#### AIM OF THE TASK
List every reason the court gives in the article below for finding the stay warranted.

The Eastern District of California recently granted a motion to stay proceedings under the primary jurisdiction doctrine in Matlock v. United Healthcare Servs., Inc., No. 13-2206, 2014 U.S. Dist. LEXIS 37612 (E.D. Cal. Mar. 20, 2014). It stayed the proceedings until the FCC rules on United Healthcare’s expedited petition to clarify the definition of “called party” under the TCPA’s prior express consent provision.
United Healthcare contacts specific individuals using an artificial or prerecorded voice to convey healthcare-related information, such as vaccine reminders. In this case, United Healthcare called a patient to remind him about a flu vaccination, but the patient had switched carriers and had his cell phone number reassigned to a different person. That person—the Plaintiff in this case—alleged that the call violated the TCPA because United Healthcare did not have the “prior express consent of the called party.”
United Healthcare sought to stay the proceedings until the FCC resolved its expedited petition requesting clarification of prior express consent requirement in the recycled number context and asking the FCC to confirm that there is a good faith exception to liability under the TCPA when a call is placed for informational purposes as opposed to telemarketing. It pointed out that another entity, ACA, filed a similar petition with the FCC. (ACA’s petition was highlighted in a previous post discussing pending petitions before the FCC.)
In granting the motion to stay, the court acknowledged that courts have reached conflicting decisions as to the meaning of “called party.” Id. at *3 (citing Cellco P’ship v. Wilcrest Health Care Mgmt., Inc., 2012 WL 1638056 at *7 (D.N.J. May, 8, 2012) (“called party” is the intended recipient of the call), and Soppett v. Enhanced Recovery Co., LLC, 679 F.3d 637 (7th Cir. 2012) (“called party” is the current cell phone subscriber). It further noted that public comments are due as to United Healthcare’s petition at the end of March.
The court found that the stay is warranted because “(1) Defendant’s petition is already before the FCC and comments are due in the near future; (2) judicial economy weighs against issuing a decision that may be undermined by an anticipated ruling of the regulatory body; (3) the violation alleged in this case is not ongoing so Plaintiff will suffer no further damages during a stay; and (4) this case is in the early stages of litigation, such that Plaintiff will not be prejudiced by any delay.”
In fact, the Plaintiff barely contested any of these factors. Instead, he argued that “called party should correctly be interpreted to mean the subscriber to the phone line or the actual recipient of the call.” The court highlighted that his argument ignored the contrary authority.
This decision adds to the list of courts staying cases under the primary jurisdiction doctrine until the FCC clarifies the uncertain terms in the TCPA.

#### SUPPLIED INFORMATION

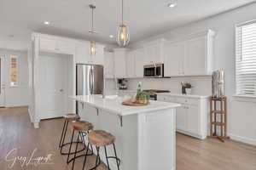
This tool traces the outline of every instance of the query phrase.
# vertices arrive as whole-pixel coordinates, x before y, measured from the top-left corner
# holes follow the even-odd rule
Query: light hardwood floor
[[[66,156],[57,147],[63,122],[61,119],[43,121],[40,129],[34,129],[29,121],[27,108],[0,109],[0,169],[10,169],[13,161],[6,162],[6,155],[17,149],[8,158],[15,156],[46,156],[53,154],[52,164],[21,166],[16,161],[13,170],[69,170]],[[70,135],[70,133],[68,133]],[[69,137],[67,137],[70,139]],[[87,167],[91,167],[95,157],[90,156]],[[82,159],[75,169],[81,170]],[[105,169],[102,165],[99,168]],[[217,139],[199,140],[177,134],[177,170],[256,170],[256,147],[232,140],[221,143]]]

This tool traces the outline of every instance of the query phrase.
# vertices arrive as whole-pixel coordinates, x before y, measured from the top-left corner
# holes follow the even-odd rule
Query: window
[[[236,28],[236,94],[256,97],[256,20]]]
[[[10,86],[18,86],[18,57],[10,57]]]

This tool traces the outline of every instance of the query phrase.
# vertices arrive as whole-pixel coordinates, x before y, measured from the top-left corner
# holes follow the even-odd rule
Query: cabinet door
[[[160,63],[160,53],[159,45],[150,45],[145,48],[145,53],[147,56],[146,64]]]
[[[196,105],[188,105],[188,131],[194,134],[199,134],[199,109]]]
[[[185,42],[184,74],[206,75],[207,37],[190,39]]]
[[[184,43],[166,43],[164,46],[165,76],[183,74]]]
[[[58,51],[57,42],[55,39],[40,37],[40,50],[45,52]]]
[[[113,54],[104,52],[104,74],[106,78],[113,78]]]
[[[72,42],[58,41],[57,49],[61,54],[75,54],[75,46]]]
[[[114,74],[117,78],[124,78],[126,76],[125,56],[114,54]]]
[[[130,52],[126,57],[126,77],[135,77],[134,53]]]
[[[179,130],[187,130],[187,109],[186,106],[177,108],[176,111],[176,128]]]
[[[144,49],[137,49],[134,52],[135,59],[135,76],[136,77],[143,77],[145,65],[145,53]]]
[[[104,65],[104,47],[96,46],[96,55],[91,56],[91,64]]]
[[[76,63],[90,64],[89,43],[79,42],[76,44]]]

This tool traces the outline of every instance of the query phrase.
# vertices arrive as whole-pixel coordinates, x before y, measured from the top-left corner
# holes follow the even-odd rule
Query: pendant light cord
[[[124,0],[122,0],[122,25],[124,25]]]

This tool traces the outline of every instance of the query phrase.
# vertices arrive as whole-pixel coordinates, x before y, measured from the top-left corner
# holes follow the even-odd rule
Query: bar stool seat
[[[73,122],[72,126],[74,130],[87,132],[93,128],[93,125],[86,121]]]
[[[89,143],[96,146],[113,144],[115,137],[103,130],[94,130],[88,134]]]

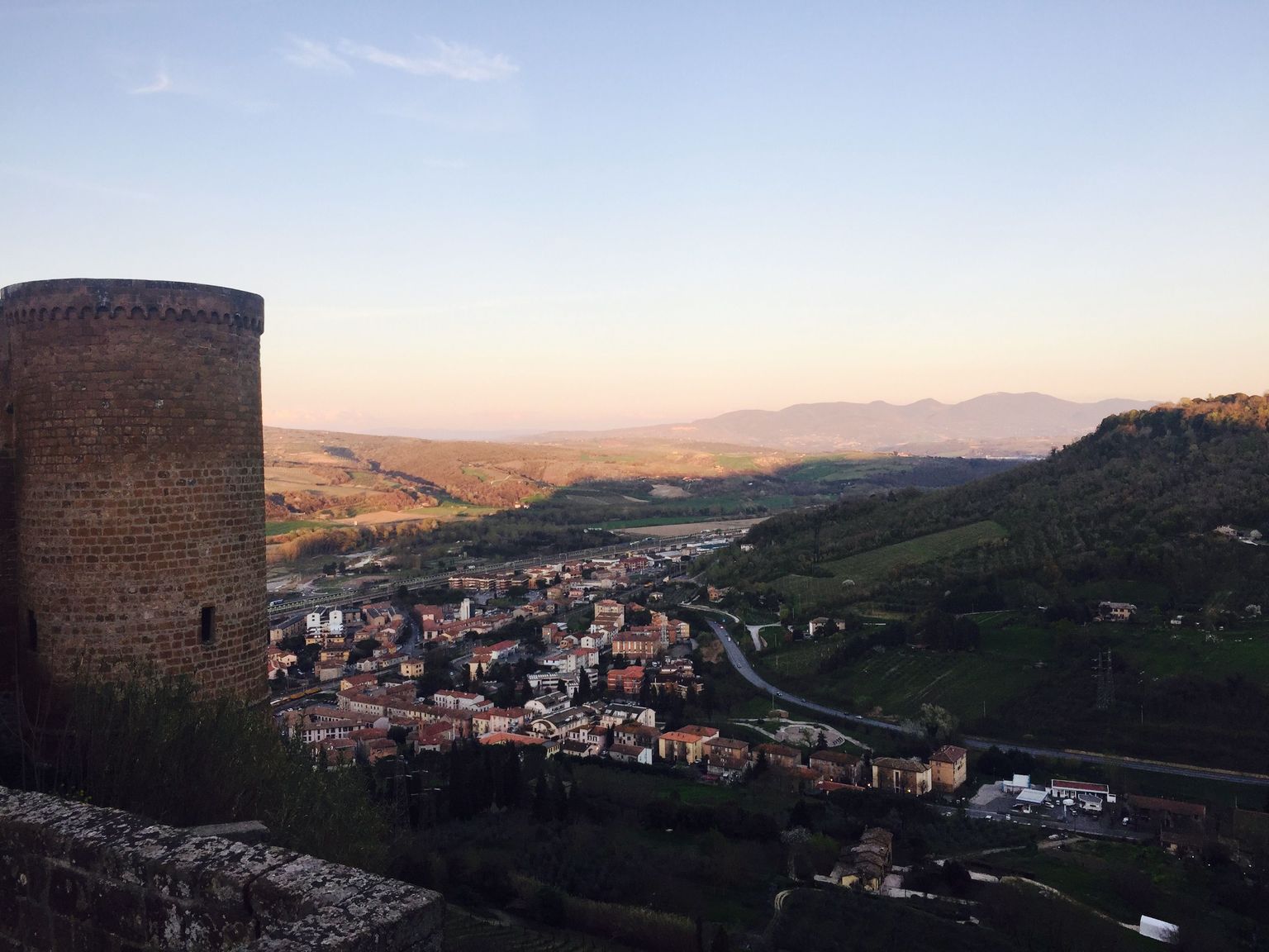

#### RESPONSE TO THE EXERCISE
1. Defendant's petition is already before the FCC, and comments are due in the near future.
2. Judicial economy weighs against issuing a decision that may be undermined by an anticipated ruling of the regulatory body.
3. The violation alleged in this case is not ongoing, so Plaintiff will suffer no further damages during a stay.
4. The case is in the early stages of litigation, such that Plaintiff will not be prejudiced by any delay.